The arms carrying each stripper bar may be pivotally mounted on the respective stripper carriers or may alternatively be telescopically mounted so as to slide in a linear bearing or other guide in order to enable the stripper bar to move to different distances from the axis of rotation of the stripper carriers. In either case, the stripper bar is preferably urged outwards by one or more springs, but may alternatively be controlled as to its position by a cam slideway.

According to another aspect of this invention a packaging machine of the type described comprises one or more (preferably a pair) of sealing devices arranged to engage opposite sides of the packaging material tube to produce transverse seals at regular intervals, each sealing device being continuously driven for movement along a closed path; and a pair of stripping devices arranged to engage opposite sides of the packaging material tube to strip downwards any product contained within the tube in the area about to be sealed by the sealing devices; each stripping device comprising a stripper bar carried at its ends by arms which are movably mounted on stripper carriers located near the ends of the corresponding sealing device, whereby movement of the arms relative to the stripper carriers causes or allows each bar to move outwards away from the axis of rotation so as to clear and thus be able to move past the corresponding sealing device so as to perform a stripping operation in advance of engagement of the sealing device with the packaging material, the stripper carrier being driven at a rotational speed such as to cause the stripper to have a speed greater than the sealing device at least while passing the sealing device and performing a stripping operation.

### [WHAT TO DO]
Rewrite the stretch of the packaging machine passage from "The arms carrying" through "a cam slideway.", putting "cam track" in place of "cam slideway".

### [RECORD SET]
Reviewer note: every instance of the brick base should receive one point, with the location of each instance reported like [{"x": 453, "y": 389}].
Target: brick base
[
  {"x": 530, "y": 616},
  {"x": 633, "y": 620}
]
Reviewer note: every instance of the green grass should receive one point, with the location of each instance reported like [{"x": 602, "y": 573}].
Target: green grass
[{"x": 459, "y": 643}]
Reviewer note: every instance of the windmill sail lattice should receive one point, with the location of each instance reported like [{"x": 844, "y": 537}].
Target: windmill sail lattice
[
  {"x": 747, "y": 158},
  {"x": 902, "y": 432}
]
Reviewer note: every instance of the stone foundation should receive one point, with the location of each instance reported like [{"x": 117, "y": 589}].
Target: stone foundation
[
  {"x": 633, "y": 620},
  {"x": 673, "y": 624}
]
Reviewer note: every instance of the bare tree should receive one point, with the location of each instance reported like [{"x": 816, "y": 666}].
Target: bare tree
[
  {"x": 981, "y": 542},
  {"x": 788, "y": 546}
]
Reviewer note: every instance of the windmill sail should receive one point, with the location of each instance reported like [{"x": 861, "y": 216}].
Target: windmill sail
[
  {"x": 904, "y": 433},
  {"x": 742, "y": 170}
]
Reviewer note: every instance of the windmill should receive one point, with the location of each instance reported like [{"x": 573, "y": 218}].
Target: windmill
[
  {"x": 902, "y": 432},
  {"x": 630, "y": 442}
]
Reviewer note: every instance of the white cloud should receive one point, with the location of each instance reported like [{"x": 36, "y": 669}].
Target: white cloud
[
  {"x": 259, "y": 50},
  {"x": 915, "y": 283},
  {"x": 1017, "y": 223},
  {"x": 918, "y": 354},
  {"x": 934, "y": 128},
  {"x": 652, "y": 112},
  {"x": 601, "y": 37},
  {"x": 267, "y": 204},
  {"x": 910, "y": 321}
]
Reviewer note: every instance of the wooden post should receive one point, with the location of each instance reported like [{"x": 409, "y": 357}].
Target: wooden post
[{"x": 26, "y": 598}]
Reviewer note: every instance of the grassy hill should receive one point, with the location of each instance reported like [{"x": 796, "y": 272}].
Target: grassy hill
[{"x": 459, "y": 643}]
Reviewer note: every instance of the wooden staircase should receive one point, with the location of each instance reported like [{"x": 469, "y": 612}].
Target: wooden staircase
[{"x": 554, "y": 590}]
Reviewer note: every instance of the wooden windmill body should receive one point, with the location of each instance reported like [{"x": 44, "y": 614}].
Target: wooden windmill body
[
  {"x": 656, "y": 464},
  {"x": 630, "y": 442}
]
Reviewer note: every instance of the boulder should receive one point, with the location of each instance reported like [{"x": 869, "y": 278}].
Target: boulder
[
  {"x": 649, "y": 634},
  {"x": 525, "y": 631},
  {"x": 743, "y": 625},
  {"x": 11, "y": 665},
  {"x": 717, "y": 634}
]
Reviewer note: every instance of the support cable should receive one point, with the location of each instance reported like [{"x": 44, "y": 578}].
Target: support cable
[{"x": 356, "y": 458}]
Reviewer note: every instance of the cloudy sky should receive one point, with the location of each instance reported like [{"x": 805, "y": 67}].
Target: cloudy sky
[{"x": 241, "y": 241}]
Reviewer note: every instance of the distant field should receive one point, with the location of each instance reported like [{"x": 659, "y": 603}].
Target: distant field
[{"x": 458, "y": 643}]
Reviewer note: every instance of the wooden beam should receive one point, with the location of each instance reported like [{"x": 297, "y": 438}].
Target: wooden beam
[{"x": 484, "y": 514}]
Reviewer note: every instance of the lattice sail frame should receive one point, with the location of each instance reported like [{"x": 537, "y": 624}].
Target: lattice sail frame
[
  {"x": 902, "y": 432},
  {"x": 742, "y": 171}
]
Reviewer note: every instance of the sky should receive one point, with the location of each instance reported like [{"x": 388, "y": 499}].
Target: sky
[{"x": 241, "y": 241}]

### [RESPONSE FOR THIS EXERCISE]
The arms carrying each stripper bar may be pivotally mounted on the respective stripper carriers or may alternatively be telescopically mounted so as to slide in a linear bearing or other guide in order to enable the stripper bar to move to different distances from the axis of rotation of the stripper carriers. In either case, the stripper bar is preferably urged outwards by one or more springs, but may alternatively be controlled as to its position by a cam track.